-- BEGIN Given text --
- Developer: Beam Software
- Publisher: Philips Interactive Media
- Director: Cameron Brown
- Producers: Beam Software, Philips Interactive Media, Vixen Films
- Designer: David Giles
- Writer: Mark Morrison
- Platforms: MS-DOS, Macintosh
- Release: 1996
- Genre: Adventure game
- Mode: Single-player

= The Dame Was Loaded =

1996 video game

The Dame Was Loaded is a first-person point-and-click adventure game for MS-DOS and Macintosh created by Australian developer Beam Software (now Krome Studios Melbourne). It was published in 1996 by Philips Interactive Media.

==Gameplay==
The game is a detective film noir set in the 1940s. It combines live action cinematic's with pre-rendered point-and-click gameplay much like previous games in the genre like Under a Killing Moon and Myst. The live action was produced by Vixen Films, director Jo Lane, and was at the time the largest multimedia production ever made in Australia.

The game is nonlinear, having nine possible endings featuring over thirty fully acted and voiced characters to interact with and over one hour of fully performed cinematics.
-- END Given text --
> **Written exercise 1**
Answer these questions from the article on The Dame Was Loaded:
(a) Who is credited as the game's designer?
(b) Which company produced the game's live action?
(c) How many possible endings does the game have?
-- BEGIN Data section --
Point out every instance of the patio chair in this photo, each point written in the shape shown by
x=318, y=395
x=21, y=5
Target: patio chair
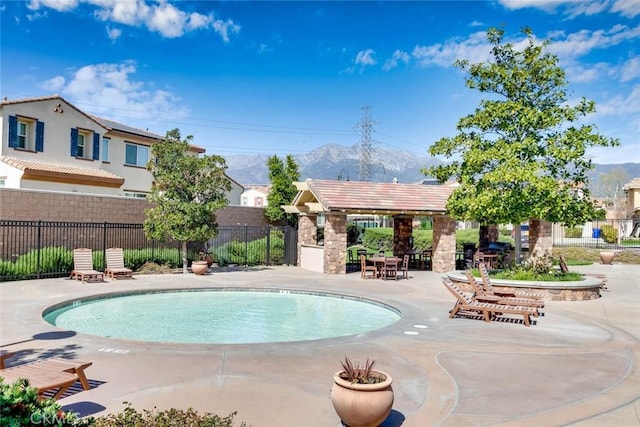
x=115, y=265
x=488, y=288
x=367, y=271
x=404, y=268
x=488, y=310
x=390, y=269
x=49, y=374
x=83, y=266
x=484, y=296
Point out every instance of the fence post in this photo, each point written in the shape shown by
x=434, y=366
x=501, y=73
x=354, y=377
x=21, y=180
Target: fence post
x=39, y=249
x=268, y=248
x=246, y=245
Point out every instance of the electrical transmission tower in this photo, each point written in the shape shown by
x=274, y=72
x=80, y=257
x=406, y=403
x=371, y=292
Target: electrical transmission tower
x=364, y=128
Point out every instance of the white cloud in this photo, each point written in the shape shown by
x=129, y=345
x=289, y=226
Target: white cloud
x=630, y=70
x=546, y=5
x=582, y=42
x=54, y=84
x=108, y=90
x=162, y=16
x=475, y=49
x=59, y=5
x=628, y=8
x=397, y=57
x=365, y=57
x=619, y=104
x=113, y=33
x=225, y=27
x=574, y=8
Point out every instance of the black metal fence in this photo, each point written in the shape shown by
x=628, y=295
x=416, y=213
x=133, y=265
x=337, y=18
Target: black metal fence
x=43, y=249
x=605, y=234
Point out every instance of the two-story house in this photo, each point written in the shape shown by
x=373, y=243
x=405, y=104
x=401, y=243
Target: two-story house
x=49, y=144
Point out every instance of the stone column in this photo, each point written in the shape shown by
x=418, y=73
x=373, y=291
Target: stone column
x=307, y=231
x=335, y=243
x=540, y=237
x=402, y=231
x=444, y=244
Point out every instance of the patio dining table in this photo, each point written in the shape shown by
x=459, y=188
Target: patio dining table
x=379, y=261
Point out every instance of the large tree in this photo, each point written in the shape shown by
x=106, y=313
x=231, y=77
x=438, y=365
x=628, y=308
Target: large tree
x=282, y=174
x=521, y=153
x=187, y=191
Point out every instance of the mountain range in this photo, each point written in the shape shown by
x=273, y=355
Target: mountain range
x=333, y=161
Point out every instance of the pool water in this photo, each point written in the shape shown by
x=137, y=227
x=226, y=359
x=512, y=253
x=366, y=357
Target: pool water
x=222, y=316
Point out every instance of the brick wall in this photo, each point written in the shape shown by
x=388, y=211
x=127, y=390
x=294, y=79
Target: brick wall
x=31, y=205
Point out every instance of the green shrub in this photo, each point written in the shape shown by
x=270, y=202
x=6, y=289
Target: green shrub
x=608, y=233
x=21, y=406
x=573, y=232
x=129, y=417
-- END Data section --
> **Written exercise 2**
Update the listing from the line containing "Point out every instance of the green" through the end of the listing, replacing "green shrub" with "hedge" and leaving everything else unchanged. Give only those lines.

> **Final answer 1**
(a) David Giles
(b) Vixen Films
(c) Nine

> **Final answer 2**
Point out every instance of the hedge in this photo, each point written in the shape shown by
x=270, y=202
x=6, y=289
Target: hedge
x=608, y=233
x=21, y=406
x=573, y=232
x=129, y=417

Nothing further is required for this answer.